_What to produce:_
Set down the listing below verbatim, reproducing every line in full and in its original order.
....................
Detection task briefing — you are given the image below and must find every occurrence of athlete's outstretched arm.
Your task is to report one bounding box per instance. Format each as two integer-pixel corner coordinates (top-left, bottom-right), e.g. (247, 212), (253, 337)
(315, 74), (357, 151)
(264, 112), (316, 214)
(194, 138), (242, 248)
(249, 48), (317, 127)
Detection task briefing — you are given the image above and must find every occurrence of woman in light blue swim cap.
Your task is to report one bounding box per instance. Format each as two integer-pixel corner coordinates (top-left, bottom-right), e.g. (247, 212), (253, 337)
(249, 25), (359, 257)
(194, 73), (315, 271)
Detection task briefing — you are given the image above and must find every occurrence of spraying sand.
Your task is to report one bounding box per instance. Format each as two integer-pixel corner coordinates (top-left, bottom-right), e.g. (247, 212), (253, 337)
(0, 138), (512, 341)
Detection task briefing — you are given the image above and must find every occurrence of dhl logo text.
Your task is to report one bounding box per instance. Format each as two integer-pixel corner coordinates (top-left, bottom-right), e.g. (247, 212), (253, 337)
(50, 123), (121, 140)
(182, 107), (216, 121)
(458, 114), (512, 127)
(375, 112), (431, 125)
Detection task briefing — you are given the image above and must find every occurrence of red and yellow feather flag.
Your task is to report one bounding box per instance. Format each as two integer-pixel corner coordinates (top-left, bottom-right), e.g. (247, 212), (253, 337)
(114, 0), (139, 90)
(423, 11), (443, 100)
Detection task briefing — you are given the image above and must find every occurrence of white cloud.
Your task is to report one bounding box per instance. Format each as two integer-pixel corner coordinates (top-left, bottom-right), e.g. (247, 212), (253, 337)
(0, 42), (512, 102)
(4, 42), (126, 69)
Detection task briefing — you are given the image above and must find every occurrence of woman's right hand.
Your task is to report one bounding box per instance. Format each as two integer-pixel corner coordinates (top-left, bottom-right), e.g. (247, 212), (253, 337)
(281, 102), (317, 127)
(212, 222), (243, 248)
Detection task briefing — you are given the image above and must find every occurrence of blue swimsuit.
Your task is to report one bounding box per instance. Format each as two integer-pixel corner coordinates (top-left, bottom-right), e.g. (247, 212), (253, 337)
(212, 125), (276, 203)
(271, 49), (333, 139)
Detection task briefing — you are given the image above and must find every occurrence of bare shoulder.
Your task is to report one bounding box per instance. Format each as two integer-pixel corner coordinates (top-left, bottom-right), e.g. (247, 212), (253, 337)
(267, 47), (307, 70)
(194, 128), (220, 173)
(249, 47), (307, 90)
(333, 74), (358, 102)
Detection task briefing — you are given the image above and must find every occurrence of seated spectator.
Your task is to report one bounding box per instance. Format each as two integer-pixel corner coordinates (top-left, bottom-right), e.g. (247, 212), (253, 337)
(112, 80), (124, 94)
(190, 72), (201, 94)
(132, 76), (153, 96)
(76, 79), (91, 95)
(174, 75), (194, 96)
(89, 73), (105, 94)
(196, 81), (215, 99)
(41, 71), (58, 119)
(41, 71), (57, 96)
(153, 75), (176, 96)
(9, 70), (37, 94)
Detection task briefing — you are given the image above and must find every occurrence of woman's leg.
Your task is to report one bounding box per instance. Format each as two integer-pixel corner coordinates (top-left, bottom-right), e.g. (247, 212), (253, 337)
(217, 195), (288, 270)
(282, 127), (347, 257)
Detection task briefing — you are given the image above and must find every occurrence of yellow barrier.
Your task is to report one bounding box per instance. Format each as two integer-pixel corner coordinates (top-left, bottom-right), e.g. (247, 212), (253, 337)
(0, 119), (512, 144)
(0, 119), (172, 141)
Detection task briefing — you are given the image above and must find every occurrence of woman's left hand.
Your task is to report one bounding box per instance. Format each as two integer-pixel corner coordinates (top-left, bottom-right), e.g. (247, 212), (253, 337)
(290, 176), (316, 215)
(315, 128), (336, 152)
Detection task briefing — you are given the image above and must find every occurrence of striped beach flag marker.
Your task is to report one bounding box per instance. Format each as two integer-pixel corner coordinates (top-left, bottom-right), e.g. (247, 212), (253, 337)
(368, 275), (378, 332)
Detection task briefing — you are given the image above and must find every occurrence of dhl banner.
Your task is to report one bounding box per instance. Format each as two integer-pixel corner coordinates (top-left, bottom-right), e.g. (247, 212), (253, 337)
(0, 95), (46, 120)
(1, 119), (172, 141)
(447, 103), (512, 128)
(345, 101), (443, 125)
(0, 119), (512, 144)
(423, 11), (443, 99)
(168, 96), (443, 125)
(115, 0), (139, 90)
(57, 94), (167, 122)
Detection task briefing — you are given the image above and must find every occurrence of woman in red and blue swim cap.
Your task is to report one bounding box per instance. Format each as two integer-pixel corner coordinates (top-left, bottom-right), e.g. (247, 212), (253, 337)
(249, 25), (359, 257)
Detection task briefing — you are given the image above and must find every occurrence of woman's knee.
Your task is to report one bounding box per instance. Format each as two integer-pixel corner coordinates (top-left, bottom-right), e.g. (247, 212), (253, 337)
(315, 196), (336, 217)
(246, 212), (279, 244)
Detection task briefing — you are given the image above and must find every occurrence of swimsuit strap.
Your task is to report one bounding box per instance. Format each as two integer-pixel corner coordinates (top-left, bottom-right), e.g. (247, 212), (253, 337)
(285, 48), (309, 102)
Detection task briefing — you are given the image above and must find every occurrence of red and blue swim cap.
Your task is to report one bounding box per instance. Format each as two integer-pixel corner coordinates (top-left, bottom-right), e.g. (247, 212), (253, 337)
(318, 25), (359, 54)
....................
_Complete output:_
Detection task briefing — you are given the image below and must find every occurrence of athlete's outstretched arm.
Your task is to report one bounding box per instance. Format each as two integer-pixel corner coordinates (top-left, bottom-right), e.g. (247, 212), (253, 337)
(315, 74), (357, 151)
(264, 112), (316, 214)
(194, 138), (242, 248)
(249, 48), (317, 127)
Detection task briefing — you are given the image above and must find every occurrence of woman in light blue swim cap.
Your task is to report one bounding box per instance. Format each as two integer-pixel corner coordinates (top-left, bottom-right), e.g. (247, 212), (253, 337)
(249, 25), (359, 257)
(194, 73), (315, 271)
Detection task briefing — you are given the image above and must find every occurrence of spraying sand.
Your task is to report one bounding box per instance. Format each as two integer-pixel corner coordinates (top-left, bottom-right), e.g. (247, 212), (253, 337)
(0, 138), (512, 341)
Detection task briefing — you are given the image above and must find every occurrence of dhl logo text.
Your task is to report one bounding box per instance. Format each as two integer-pixel corner coordinates (top-left, bottom-right), e.g. (247, 212), (253, 337)
(50, 123), (121, 140)
(182, 107), (216, 121)
(458, 114), (512, 127)
(375, 112), (431, 125)
Detection task briefing — you are given the image above and must find every occurrence of red and yellow feather flag.
Your task is to report one bounding box per instance. Format each as two integer-pixel corner coordinates (top-left, bottom-right), e.g. (247, 212), (253, 337)
(114, 0), (139, 90)
(423, 11), (443, 100)
Detection task briefing — you are given the image above and must find every occurrence of white cloud.
Your task is to report one bounding box per instance. Format each as two integer-pixel corner coordinates (top-left, bottom-right), e.g. (247, 212), (253, 337)
(0, 42), (512, 102)
(4, 42), (126, 69)
Detection task briefing — you are given the image above and must find every occurrence of woman's right hand.
Your task is to report one bounding box per instance. Format each as two integer-pixel corner coordinates (top-left, bottom-right), e.g. (247, 212), (253, 337)
(281, 102), (317, 127)
(212, 222), (243, 248)
Detection task briefing — you are given the image above and must find every occurrence of blue swimsuit.
Your task is to report one bounding box per instance. Format each as two integer-pixel corner coordinates (top-left, bottom-right), e.g. (247, 212), (253, 337)
(212, 125), (276, 203)
(271, 49), (333, 139)
Detection task briefing — you are given the image above and must find every occurrence of bare shoulder.
Your task is to report one bounding box per instance. Format each as two integer-pixel corner coordinates (top-left, bottom-right), e.g. (247, 212), (253, 337)
(267, 47), (307, 70)
(194, 128), (220, 173)
(249, 47), (307, 90)
(333, 74), (358, 102)
Detection task briefing — you are given the image above and must find every occurrence of seated spectator.
Your task is to report one bounding box per instance. Format each as two integer-pixel corner coordinates (top-left, bottom-right), e.g. (247, 212), (253, 337)
(112, 80), (124, 94)
(190, 72), (201, 94)
(132, 76), (153, 96)
(76, 79), (91, 95)
(174, 75), (194, 96)
(89, 73), (105, 94)
(196, 81), (215, 99)
(41, 71), (58, 119)
(41, 71), (57, 96)
(153, 75), (176, 96)
(9, 70), (37, 94)
Detection task briefing — you are given the image above and must find every occurrence of woman's leg.
Your task is to report one bounding box per instance. Format each as two integer-pixel corner coordinates (top-left, bottom-right), e.g. (247, 212), (253, 337)
(217, 195), (288, 270)
(282, 127), (347, 257)
Detection task briefing — you are given the image above and must find every occurrence of yellow barrier.
Your task is to report one bounding box per instance. Format each as two integer-pixel corner coordinates (top-left, bottom-right), e.g. (247, 212), (253, 337)
(0, 119), (512, 144)
(0, 119), (172, 141)
Detection task briefing — you are given the image above and must find every occurrence of woman's left hand.
Your task is to report one bounding box per instance. Format each as two integer-pixel corner coordinates (top-left, bottom-right), e.g. (247, 212), (253, 337)
(290, 176), (316, 215)
(315, 128), (336, 152)
Detection task briefing — you are given the image above and must find every occurrence of striped beach flag marker.
Your task is to report one bounding box per instance. Format each as two integer-pixel corner coordinates (top-left, bottom-right), e.g. (247, 212), (253, 337)
(368, 275), (378, 332)
Detection task briefing — you are given the image above and must find every occurrence of dhl banner.
Your task is to report one bounding box per instance. Format each as two integer-pixel corner coordinates (top-left, bottom-right), e.g. (247, 212), (253, 337)
(0, 95), (46, 120)
(1, 119), (172, 141)
(447, 103), (512, 128)
(345, 101), (443, 125)
(0, 119), (512, 144)
(423, 11), (443, 99)
(168, 96), (443, 125)
(115, 0), (139, 90)
(57, 94), (167, 122)
Detection task briefing — you are given the image above and must find every occurrence of woman in red and blue swim cap.
Your task is to report one bounding box per instance. Format each as two integer-pixel corner coordinates (top-left, bottom-right), e.g. (247, 212), (253, 337)
(249, 25), (359, 257)
Detection task briefing — you are given the image above and must find every occurrence of woman's knee.
Your task is to report one bounding box per instance. Format each as two integer-pixel corner coordinates (top-left, bottom-right), e.g. (247, 212), (253, 337)
(315, 196), (336, 217)
(246, 212), (279, 244)
Detection task briefing — you are given the image above and must find every occurrence of swimsuit strap.
Your task is to report one bounding box per instance. Format each as two integer-pixel corner coordinates (top-left, bottom-right), e.g. (247, 212), (253, 337)
(285, 48), (309, 102)
Detection task briefing — you are given the image above and must find every occurrence of red and blue swim cap.
Your task is to report one bounding box per instance. Format each as two integer-pixel corner coordinates (top-left, bottom-right), e.g. (247, 212), (253, 337)
(318, 25), (359, 54)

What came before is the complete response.